▶ _DESCRIÇÃO DA TAREFA_
Indique quantas linhas da listagem abaixo contêm a palavra "eyebrow". Responda somente com o número.

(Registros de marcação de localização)
___

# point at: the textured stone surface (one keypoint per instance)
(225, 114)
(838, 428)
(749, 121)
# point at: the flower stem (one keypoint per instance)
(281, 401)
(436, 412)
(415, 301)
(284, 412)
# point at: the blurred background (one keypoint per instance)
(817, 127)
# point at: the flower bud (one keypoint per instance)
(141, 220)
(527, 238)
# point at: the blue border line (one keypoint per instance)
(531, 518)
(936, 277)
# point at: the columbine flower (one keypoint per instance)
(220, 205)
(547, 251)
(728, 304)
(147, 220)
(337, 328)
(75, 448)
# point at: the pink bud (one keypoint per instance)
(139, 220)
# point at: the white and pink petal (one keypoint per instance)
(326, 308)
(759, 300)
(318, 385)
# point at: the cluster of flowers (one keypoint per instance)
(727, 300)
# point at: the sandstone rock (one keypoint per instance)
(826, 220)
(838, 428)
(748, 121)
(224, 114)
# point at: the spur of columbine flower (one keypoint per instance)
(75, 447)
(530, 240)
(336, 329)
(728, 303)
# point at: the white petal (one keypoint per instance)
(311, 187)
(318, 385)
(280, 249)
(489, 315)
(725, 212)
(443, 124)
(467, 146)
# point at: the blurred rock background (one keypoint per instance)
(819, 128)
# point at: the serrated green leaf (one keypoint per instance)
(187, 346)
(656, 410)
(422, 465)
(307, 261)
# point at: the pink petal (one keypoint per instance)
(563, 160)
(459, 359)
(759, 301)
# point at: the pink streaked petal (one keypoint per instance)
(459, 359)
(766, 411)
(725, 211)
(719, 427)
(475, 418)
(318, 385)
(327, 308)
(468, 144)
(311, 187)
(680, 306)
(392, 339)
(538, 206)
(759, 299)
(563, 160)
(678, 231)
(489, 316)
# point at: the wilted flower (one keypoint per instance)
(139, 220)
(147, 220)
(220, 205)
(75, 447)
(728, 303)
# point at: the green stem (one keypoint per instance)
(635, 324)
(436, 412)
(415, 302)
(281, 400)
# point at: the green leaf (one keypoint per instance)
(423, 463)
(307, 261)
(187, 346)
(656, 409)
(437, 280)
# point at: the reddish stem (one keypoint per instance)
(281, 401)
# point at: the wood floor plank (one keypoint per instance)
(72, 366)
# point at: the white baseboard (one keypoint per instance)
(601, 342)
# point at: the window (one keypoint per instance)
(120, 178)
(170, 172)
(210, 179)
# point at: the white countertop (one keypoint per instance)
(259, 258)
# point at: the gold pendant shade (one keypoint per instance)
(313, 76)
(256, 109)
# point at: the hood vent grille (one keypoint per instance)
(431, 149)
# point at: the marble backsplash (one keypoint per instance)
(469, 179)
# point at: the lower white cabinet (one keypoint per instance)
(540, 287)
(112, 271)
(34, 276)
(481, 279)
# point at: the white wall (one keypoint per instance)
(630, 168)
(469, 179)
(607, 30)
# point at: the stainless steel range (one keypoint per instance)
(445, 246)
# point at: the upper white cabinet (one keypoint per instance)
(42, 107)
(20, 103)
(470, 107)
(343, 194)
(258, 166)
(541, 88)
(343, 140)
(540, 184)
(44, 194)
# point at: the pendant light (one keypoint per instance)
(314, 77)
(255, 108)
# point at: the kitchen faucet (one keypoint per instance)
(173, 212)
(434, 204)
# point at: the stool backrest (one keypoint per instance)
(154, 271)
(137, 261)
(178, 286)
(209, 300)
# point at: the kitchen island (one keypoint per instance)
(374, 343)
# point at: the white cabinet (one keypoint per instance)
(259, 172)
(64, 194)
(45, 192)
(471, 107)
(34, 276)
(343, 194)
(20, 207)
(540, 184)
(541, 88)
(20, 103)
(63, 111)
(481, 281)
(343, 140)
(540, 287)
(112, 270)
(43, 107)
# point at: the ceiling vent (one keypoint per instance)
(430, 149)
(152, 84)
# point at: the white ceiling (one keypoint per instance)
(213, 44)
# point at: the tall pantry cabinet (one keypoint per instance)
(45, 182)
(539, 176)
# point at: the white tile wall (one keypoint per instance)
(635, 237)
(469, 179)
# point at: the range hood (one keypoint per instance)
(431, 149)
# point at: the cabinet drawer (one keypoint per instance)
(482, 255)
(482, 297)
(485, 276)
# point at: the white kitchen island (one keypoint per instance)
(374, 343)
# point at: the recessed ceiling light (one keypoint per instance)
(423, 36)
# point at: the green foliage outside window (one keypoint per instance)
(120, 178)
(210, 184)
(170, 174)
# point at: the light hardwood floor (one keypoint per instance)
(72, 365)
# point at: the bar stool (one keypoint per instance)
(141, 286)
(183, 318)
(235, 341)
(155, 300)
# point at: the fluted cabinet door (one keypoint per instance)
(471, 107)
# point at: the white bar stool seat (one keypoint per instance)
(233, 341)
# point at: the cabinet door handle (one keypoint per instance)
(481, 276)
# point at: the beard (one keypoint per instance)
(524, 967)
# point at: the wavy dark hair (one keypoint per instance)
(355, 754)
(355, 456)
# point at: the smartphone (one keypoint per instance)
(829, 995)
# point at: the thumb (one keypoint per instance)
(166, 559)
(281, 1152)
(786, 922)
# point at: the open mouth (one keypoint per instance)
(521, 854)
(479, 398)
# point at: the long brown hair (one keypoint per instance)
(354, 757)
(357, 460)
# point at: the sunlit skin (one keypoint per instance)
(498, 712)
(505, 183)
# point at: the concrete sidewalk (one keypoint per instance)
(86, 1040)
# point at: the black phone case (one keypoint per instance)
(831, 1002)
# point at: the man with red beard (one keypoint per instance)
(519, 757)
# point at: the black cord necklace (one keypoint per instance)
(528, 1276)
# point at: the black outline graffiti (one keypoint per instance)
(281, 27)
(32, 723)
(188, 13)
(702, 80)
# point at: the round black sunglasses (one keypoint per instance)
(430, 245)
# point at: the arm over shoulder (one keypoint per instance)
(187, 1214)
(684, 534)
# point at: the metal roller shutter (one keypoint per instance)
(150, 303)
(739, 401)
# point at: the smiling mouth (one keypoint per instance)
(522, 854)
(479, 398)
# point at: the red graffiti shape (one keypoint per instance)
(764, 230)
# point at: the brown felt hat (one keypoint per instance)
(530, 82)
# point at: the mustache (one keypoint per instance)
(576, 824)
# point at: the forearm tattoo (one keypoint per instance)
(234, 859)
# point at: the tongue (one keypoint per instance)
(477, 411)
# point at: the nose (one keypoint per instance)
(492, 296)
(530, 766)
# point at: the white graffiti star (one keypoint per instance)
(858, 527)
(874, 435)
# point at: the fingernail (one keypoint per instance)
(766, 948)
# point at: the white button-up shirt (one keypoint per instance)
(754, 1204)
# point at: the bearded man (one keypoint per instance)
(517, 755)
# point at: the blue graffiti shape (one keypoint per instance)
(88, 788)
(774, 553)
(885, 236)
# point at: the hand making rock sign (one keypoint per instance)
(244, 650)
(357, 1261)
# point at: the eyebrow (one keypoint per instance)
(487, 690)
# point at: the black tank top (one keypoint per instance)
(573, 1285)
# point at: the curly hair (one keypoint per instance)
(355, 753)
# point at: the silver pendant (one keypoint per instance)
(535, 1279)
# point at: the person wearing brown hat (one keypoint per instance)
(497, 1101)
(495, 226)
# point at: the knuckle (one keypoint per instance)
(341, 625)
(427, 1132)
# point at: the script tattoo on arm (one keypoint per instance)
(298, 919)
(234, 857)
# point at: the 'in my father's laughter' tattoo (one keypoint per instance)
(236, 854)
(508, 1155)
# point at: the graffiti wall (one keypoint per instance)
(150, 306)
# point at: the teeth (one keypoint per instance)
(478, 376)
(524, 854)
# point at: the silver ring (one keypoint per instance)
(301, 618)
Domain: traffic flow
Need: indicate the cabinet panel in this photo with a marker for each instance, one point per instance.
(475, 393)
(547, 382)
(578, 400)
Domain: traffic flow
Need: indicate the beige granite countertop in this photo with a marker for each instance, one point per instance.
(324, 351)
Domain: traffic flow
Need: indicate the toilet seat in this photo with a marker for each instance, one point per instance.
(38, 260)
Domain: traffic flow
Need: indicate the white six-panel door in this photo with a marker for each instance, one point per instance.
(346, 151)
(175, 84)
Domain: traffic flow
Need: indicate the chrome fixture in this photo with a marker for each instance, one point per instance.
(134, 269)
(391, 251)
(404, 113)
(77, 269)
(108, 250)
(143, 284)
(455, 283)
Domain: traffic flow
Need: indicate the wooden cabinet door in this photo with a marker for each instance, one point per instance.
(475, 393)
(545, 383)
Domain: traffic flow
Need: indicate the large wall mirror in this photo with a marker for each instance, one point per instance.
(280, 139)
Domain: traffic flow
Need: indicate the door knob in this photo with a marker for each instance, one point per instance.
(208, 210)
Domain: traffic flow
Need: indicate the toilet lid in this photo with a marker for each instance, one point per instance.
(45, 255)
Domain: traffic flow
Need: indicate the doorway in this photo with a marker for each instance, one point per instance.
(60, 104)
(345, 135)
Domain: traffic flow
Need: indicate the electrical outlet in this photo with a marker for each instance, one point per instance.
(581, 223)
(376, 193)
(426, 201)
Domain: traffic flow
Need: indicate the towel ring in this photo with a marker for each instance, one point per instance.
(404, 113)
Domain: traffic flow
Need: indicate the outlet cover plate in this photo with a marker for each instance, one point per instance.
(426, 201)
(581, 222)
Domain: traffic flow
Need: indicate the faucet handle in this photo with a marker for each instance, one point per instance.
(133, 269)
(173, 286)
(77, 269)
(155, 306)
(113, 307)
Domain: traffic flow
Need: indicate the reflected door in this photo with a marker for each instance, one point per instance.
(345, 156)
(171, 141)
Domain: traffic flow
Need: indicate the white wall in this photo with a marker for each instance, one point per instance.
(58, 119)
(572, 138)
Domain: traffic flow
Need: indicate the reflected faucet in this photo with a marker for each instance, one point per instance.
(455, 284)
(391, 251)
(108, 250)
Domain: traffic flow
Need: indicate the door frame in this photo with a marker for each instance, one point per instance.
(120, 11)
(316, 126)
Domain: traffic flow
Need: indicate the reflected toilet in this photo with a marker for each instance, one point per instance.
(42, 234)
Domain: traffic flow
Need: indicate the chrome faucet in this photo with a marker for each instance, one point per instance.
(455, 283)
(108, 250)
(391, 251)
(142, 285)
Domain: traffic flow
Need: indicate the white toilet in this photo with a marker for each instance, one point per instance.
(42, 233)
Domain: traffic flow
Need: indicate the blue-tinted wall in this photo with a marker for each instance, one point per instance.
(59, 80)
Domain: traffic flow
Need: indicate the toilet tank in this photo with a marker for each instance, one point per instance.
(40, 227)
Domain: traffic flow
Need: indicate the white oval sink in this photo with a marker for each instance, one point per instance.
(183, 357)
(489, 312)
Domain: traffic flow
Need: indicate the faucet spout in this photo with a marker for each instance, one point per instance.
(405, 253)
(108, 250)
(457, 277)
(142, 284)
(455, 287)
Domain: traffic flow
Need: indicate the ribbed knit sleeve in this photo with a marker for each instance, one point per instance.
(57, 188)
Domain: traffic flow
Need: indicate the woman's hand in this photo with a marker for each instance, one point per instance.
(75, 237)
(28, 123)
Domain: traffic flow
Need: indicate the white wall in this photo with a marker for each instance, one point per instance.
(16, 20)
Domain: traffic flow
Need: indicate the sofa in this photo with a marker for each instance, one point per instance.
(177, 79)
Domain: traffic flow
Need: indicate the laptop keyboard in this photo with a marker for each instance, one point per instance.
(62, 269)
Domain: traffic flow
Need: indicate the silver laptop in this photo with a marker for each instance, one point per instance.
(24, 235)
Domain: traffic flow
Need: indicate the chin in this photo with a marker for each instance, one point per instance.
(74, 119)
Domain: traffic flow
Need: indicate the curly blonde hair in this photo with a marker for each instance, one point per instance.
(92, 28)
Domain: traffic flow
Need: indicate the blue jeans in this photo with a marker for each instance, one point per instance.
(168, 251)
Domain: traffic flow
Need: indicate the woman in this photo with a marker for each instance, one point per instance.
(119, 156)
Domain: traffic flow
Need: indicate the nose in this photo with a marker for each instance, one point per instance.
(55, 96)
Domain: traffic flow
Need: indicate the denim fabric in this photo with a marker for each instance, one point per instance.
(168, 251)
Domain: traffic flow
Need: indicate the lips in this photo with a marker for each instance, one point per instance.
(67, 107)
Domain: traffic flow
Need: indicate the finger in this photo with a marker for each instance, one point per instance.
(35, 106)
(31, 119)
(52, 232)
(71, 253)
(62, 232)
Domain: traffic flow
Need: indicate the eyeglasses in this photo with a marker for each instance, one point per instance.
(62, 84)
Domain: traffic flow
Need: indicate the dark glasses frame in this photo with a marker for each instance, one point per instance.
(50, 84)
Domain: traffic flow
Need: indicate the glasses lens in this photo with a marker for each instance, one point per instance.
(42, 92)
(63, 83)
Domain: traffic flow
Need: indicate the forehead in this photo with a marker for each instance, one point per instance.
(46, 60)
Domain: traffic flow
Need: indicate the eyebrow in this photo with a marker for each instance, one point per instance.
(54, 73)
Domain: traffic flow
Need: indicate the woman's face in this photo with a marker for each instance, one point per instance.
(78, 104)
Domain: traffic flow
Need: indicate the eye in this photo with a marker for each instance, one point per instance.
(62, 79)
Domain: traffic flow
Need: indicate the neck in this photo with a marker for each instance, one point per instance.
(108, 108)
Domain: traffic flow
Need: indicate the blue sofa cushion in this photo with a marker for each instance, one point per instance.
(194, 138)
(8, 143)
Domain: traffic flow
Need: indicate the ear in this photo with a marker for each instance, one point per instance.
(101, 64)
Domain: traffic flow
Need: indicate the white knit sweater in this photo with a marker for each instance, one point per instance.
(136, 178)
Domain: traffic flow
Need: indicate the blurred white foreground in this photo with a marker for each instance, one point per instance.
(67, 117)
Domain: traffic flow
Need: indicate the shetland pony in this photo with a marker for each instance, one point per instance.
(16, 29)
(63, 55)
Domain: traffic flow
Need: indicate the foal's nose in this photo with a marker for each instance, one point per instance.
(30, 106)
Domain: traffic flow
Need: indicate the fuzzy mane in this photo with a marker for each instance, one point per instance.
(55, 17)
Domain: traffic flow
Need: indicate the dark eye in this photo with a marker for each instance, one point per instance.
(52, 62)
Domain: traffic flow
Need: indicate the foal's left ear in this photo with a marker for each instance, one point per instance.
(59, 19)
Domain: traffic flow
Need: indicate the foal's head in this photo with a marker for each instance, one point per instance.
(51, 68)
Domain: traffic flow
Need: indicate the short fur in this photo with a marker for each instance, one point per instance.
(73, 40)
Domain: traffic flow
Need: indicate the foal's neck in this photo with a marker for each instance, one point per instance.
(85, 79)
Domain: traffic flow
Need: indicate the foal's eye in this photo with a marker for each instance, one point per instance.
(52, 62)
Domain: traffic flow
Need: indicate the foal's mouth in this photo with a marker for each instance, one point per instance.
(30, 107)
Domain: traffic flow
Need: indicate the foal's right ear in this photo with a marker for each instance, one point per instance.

___

▶ _RESPOSTA DA TAREFA_
2